=== What the exercise asks ===
Reproduce the listing below word for word, beginning with the line that contains "Look at the photo above. For each instance of the vaulted" and continuing through its final line.

=== Raw records ===
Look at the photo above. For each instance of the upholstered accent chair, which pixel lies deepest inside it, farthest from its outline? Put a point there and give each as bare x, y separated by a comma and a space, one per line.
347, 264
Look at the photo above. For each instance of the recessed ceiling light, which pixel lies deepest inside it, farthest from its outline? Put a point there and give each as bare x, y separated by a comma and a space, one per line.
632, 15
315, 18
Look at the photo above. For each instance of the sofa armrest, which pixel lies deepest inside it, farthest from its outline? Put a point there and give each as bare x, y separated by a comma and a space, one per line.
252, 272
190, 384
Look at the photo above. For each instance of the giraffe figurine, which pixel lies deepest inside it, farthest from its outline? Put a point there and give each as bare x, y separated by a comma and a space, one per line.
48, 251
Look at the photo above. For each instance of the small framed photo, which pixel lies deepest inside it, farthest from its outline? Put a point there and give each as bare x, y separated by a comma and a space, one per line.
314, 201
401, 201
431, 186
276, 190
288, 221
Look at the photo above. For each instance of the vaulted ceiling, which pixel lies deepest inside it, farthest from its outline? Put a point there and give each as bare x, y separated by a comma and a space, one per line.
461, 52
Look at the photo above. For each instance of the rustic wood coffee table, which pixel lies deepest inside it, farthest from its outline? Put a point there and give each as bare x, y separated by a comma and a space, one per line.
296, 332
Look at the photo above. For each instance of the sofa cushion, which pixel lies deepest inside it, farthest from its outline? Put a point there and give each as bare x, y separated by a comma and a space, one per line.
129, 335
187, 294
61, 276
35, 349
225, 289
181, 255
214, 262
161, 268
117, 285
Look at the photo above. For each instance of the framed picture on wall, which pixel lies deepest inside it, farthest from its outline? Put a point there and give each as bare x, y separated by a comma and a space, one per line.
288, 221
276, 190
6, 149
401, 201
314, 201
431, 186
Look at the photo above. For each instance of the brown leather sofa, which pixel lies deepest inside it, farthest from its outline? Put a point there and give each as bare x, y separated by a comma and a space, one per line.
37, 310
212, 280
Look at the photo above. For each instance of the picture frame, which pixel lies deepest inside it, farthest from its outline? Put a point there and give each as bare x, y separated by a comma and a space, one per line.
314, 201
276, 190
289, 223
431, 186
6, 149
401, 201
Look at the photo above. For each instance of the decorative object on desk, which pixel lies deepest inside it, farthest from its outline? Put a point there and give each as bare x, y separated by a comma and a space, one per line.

=== Answer ===
Look at the photo above. For each instance of the vaulted ceiling, which pixel lies deepest inside it, farthest from its outline? Put a point there and give each as bare x, y separated by a comma and a space, one per line.
461, 52
Look at the photo above. For each instance of the rustic wood coffee table, which pixel lies deepest inside it, farthest from its outline? Put a point there and give each as bare x, y separated by a comma and a space, one per line.
296, 332
Look at the photo above. For each instance of the sofa cushion, which pixel lies deepest inside it, farthest from its outline? Put a point there and give each as bare x, y separated by a comma and a space, one per line.
129, 335
187, 294
61, 276
35, 349
225, 289
181, 255
214, 262
161, 268
117, 285
Look at the photo above. For each instance of the framed picture on wall, which pixel lies deepest inside it, farthest from its outline? Put a point there and give each as bare x, y separated by a comma and a space, one per line.
288, 221
276, 190
6, 149
401, 201
314, 201
431, 186
Look at the photo above. For each instance of the brown leather sofa, which pixel lies deepest inside it, farthest from its outline? Put a point there and give each as bare x, y separated by a comma and a space, one per line.
37, 310
212, 280
Look at the photo above. For each instance of the picture frame, which pixel lies deepest inside it, farthest from its outline? Put a point there and give each as bare x, y separated by a comma and a space, one per line.
314, 201
276, 190
289, 223
431, 186
6, 149
401, 201
Look at the photo above. For each instance of the decorative object on desk, which pixel lies deepest inside it, farthest from its outline? Put a point there and give each as bare x, y separated by a comma and a space, one per line.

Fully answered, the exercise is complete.